● Texte proposé:
────

B.                 L’avis quant aux préoccupations relatives à la crédibilité

[18]           M. Kapllaj savait que la crédibilité de son témoignage était en cause. La Commission n’avait pas l’obligation de donner des avis plus précis quant à ses préoccupations avant de pouvoir tirer des inférences défavorables en matière de crédibilité.

C.                 La preuve médicale

[19]           La Commission a rejeté cet élément de preuve en raison de l’invraisemblance que M. Kapllaj se fasse tirer dessus au même endroit de la même jambe à deux reprises. Cependant, les rapports médicaux décrivent les deux blessures de manière différente. Avant de rejeter leur caractère authentique, la Commission aurait dû tenir compte du véritable contenu de ces rapports.

D.                L’influence de la famille

[20]           La Commission disposait de certains éléments de preuve selon lesquels la famille Cekaj exerçait effectivement beaucoup d’influence. La Commission n’a pas cité cet élément de preuve lorsqu’elle a conclu que M. Kapllaj avait omis de présenter quelque preuve que ce soit à l’appui de cet aspect de sa demande d’asile.

────

● Lignes de données:
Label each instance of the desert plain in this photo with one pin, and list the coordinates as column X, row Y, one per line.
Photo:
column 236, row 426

────

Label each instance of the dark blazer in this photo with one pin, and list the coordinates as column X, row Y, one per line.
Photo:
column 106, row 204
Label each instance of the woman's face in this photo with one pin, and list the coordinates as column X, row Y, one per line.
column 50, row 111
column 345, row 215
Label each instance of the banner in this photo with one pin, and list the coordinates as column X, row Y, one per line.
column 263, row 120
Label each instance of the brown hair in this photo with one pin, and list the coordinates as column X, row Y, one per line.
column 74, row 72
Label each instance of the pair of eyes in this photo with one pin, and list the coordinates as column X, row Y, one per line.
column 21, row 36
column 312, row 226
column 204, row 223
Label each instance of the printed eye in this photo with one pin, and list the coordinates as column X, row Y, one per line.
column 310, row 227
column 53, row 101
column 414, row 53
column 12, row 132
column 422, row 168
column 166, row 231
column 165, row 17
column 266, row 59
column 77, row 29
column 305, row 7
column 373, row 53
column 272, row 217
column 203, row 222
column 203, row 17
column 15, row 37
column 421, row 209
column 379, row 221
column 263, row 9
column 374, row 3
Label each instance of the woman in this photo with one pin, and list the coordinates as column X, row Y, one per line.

────

● Travail demandé: Reproduisez le texte proposé en entier, à l'identique. Appuyez-vous uniquement sur le texte proposé.

● Corrigé:
B.                 L’avis quant aux préoccupations relatives à la crédibilité

[18]           M. Kapllaj savait que la crédibilité de son témoignage était en cause. La Commission n’avait pas l’obligation de donner des avis plus précis quant à ses préoccupations avant de pouvoir tirer des inférences défavorables en matière de crédibilité.

C.                 La preuve médicale

[19]           La Commission a rejeté cet élément de preuve en raison de l’invraisemblance que M. Kapllaj se fasse tirer dessus au même endroit de la même jambe à deux reprises. Cependant, les rapports médicaux décrivent les deux blessures de manière différente. Avant de rejeter leur caractère authentique, la Commission aurait dû tenir compte du véritable contenu de ces rapports.

D.                L’influence de la famille

[20]           La Commission disposait de certains éléments de preuve selon lesquels la famille Cekaj exerçait effectivement beaucoup d’influence. La Commission n’a pas cité cet élément de preuve lorsqu’elle a conclu que M. Kapllaj avait omis de présenter quelque preuve que ce soit à l’appui de cet aspect de sa demande d’asile.